### SELECTION

▼▼▼

For weeks, Westminster watchers, tea-leaf readers, pollsters and pundits have been predicting that Manchester would be the final scene in the Shakespearean tragedy of Gordon Brown. The plotters would have summoned up enough nerve and the daggers woul
d go in back, front and sideways, leaving the corpse of the Brown premiership.

The plot has been bungled, the conspirators remain (at least, in public) a disaffected and dithering few and the Prime Minister will leave the conference with his skin intact, apart from a few pin-pricks. The soothsayers were wrong all along and there will be no major move against the leader – yet.

They said Brown would have to make the speech of his life to survive. Word from within the Brown bunker is that it will be "the most powerful and stirring he has ever made". Yet, whether it proves to be magnificent or merely adequate, Manchester was never going to be the finally decisive occasion it was built up to be. The battle for Brown's survival will be fought on his home ground in Fife.

Defeat in the Glenrothes by-election would really mean the end. Ministers would troop into Number 10, as Maggie Thatcher's Cabinet did, to tell him if he could not win a by-election in his own backyard, he has no hope of winning the next general election. Brown might try to shrug it off as another mid-term hiccup but resignations would follow.

Those Cabinet colleagues talk in code. Though they appeared to back Brown last week, it was hardly whole-hearted. You do not need the Enigma machine to decipher the real meaning of James Purnell: "MPs are entitled to do anything they want to." Or John Hutton: "My colleagues are right to say that the Government needs to do better."

The enormity of the economic crisis has put Labour's petty-minded internal feuding into perspective. The 'Blair-faced assassins' have backed off and the discontent at ministerial and MP levels has dampened. Voters regard as shallow and selfish politicians who indulge in spiteful squabbles while families and the most vulnerable become increasingly desperate about day-to-day living.

▲▲▲

### DATA SUPPLIED
▼▼▼

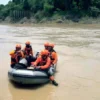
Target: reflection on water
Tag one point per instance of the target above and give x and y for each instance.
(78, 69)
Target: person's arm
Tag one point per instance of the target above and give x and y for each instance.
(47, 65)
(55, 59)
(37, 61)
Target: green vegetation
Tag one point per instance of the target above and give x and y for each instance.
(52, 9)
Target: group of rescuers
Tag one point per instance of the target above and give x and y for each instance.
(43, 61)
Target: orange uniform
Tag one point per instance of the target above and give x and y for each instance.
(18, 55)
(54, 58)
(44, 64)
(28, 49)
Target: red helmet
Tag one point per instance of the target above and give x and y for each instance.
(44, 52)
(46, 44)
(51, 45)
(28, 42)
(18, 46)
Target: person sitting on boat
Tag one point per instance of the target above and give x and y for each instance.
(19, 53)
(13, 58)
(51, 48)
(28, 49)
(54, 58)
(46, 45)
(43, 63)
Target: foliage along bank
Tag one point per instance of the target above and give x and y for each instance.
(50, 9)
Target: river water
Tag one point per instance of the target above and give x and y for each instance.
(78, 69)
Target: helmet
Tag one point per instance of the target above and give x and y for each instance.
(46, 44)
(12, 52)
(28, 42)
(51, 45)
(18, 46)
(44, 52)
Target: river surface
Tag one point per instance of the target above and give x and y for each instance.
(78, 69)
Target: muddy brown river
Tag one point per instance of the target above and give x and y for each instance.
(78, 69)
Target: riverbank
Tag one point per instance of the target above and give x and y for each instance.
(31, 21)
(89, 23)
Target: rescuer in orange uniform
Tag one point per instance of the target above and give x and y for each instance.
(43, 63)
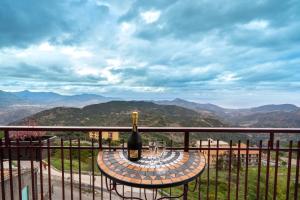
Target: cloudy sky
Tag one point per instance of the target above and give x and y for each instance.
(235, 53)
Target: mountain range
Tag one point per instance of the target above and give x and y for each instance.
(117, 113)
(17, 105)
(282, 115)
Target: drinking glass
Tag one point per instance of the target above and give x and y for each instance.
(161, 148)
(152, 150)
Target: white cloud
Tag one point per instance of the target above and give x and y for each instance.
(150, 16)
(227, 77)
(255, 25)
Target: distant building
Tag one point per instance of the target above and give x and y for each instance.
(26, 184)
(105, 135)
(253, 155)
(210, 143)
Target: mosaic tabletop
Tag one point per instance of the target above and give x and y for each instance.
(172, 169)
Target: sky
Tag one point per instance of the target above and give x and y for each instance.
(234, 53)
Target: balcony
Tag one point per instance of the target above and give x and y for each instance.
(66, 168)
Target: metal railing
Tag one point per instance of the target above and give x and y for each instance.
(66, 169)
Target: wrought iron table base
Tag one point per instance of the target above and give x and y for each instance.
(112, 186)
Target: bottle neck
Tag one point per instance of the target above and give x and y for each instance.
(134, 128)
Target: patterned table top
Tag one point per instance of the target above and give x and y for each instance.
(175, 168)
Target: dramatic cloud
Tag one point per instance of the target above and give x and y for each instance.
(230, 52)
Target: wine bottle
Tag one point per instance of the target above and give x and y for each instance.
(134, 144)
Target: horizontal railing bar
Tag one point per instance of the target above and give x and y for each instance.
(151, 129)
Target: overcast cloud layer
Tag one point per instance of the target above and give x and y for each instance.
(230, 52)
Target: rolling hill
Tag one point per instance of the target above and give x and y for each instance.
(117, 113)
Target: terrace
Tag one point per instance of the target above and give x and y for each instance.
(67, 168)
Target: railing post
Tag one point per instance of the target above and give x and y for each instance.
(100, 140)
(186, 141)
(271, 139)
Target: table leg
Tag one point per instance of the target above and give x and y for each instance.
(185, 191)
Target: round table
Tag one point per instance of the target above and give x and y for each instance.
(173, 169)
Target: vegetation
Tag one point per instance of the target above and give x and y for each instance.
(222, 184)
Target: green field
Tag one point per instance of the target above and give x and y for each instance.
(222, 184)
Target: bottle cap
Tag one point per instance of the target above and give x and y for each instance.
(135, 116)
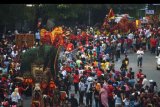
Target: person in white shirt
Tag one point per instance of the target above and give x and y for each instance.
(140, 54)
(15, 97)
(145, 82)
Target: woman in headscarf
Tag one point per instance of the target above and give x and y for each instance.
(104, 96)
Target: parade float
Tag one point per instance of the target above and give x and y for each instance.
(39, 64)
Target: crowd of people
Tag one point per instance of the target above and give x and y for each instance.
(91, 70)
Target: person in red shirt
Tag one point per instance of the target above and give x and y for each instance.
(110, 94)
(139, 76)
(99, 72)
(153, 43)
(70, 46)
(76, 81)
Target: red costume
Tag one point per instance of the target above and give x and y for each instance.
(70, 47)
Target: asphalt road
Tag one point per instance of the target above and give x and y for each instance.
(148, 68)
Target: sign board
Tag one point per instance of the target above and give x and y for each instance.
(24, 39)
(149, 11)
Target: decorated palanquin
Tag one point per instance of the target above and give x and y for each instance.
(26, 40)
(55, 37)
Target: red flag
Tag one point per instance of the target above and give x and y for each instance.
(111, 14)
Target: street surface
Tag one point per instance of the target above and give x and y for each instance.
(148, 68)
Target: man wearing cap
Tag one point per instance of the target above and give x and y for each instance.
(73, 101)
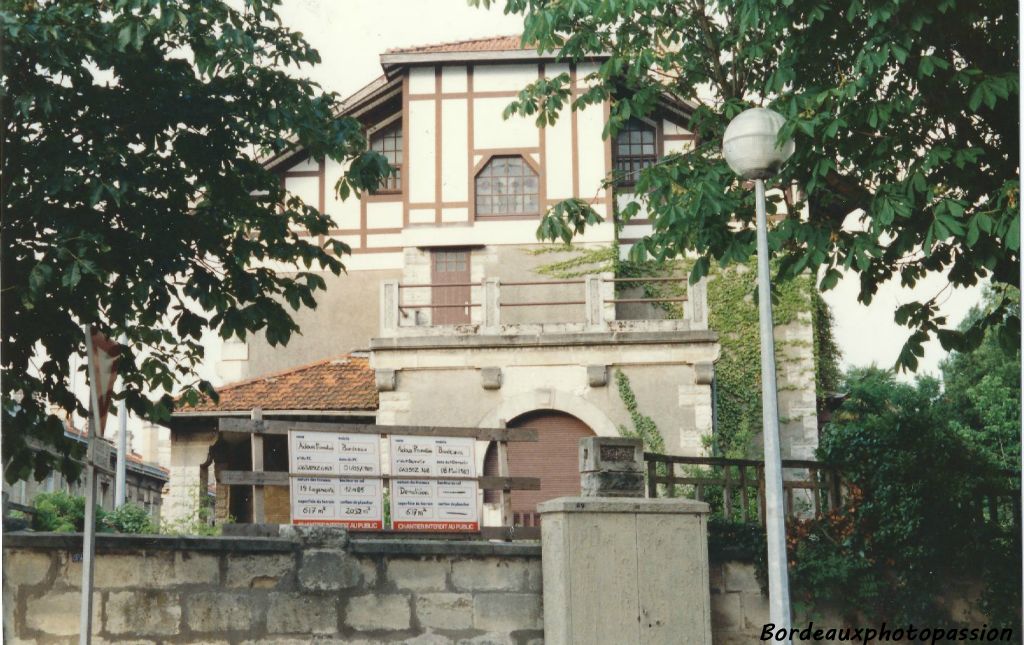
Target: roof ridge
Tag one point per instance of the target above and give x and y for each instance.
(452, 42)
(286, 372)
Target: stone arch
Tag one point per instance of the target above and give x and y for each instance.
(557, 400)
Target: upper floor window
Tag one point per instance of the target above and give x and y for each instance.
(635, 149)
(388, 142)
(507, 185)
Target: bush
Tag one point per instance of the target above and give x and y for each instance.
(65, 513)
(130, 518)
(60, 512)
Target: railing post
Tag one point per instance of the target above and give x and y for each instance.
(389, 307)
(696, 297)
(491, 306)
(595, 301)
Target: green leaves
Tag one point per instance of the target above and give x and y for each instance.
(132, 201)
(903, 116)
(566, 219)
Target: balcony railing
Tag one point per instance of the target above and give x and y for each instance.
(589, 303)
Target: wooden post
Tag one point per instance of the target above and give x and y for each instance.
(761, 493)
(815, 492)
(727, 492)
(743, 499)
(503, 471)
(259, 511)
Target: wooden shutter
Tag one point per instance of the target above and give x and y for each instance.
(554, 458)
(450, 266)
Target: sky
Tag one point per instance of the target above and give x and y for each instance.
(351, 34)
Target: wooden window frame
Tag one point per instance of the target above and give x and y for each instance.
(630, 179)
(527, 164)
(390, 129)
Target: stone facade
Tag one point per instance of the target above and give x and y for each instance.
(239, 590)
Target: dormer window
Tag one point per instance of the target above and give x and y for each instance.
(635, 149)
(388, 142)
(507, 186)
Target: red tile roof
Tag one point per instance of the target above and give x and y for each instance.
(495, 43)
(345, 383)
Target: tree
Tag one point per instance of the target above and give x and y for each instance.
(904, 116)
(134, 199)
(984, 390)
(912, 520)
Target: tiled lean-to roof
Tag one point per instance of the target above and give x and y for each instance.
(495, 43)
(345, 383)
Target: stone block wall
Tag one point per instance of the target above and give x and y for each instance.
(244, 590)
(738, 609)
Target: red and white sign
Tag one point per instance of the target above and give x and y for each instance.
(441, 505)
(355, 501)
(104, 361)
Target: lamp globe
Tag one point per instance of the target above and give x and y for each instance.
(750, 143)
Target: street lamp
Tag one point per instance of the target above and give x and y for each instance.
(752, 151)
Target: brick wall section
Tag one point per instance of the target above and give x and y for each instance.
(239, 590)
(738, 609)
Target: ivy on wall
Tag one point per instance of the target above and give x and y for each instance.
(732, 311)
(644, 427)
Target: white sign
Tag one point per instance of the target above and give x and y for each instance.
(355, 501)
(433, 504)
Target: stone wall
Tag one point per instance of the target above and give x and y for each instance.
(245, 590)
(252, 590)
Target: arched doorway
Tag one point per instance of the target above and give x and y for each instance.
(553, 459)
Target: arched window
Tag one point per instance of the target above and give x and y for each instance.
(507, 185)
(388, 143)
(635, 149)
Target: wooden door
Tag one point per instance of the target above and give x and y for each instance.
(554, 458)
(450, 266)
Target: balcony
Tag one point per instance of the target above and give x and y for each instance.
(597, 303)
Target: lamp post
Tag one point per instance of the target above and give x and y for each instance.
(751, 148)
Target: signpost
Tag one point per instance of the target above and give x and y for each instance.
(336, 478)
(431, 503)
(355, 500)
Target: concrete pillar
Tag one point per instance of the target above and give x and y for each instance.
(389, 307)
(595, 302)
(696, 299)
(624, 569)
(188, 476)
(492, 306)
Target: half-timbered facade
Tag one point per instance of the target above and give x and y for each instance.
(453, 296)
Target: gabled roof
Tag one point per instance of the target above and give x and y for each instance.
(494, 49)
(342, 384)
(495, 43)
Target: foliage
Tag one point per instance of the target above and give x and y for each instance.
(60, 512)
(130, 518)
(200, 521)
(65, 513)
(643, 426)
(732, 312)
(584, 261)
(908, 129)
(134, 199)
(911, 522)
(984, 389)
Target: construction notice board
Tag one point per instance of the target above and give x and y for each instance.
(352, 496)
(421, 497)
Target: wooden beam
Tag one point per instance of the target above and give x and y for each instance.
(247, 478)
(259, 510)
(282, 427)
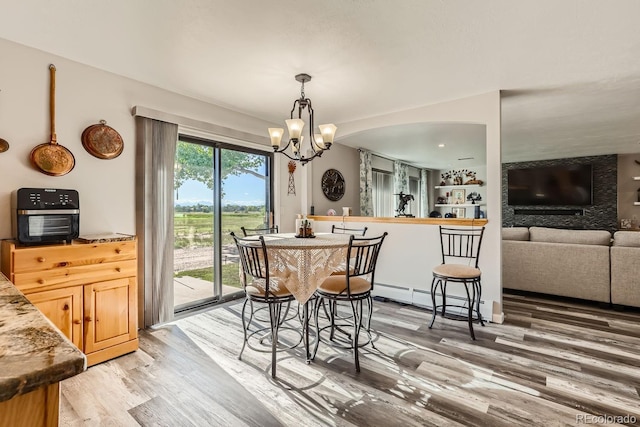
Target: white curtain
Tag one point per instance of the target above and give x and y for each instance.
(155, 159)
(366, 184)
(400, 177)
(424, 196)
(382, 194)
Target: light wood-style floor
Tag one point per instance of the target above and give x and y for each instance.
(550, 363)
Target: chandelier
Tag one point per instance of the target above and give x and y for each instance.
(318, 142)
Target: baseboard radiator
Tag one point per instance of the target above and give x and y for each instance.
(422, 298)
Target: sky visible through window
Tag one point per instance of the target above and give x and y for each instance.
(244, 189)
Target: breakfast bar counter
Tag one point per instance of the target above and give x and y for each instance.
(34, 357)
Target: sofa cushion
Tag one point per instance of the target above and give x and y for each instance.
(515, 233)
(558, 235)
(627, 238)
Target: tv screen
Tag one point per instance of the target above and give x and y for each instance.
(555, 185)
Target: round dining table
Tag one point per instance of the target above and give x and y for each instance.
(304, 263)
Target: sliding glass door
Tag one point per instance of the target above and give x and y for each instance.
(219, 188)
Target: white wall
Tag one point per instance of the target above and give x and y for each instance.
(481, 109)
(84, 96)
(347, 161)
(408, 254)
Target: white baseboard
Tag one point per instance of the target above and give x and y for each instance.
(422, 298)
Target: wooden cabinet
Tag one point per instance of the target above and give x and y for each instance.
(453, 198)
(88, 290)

▲▲▲

### WHAT TO PRODUCE
Write out the part of the Gordon Brown commentary that starts at "They said Brown" and ends after "resignations would follow.".

### FINISHED TASK
They said Brown would have to make the speech of his life to survive. Word from within the Brown bunker is that it will be "the most powerful and stirring he has ever made". Yet, whether it proves to be magnificent or merely adequate, Manchester was never going to be the finally decisive occasion it was built up to be. The battle for Brown's survival will be fought on his home ground in Fife.

Defeat in the Glenrothes by-election would really mean the end. Ministers would troop into Number 10, as Maggie Thatcher's Cabinet did, to tell him if he could not win a by-election in his own backyard, he has no hope of winning the next general election. Brown might try to shrug it off as another mid-term hiccup but resignations would follow.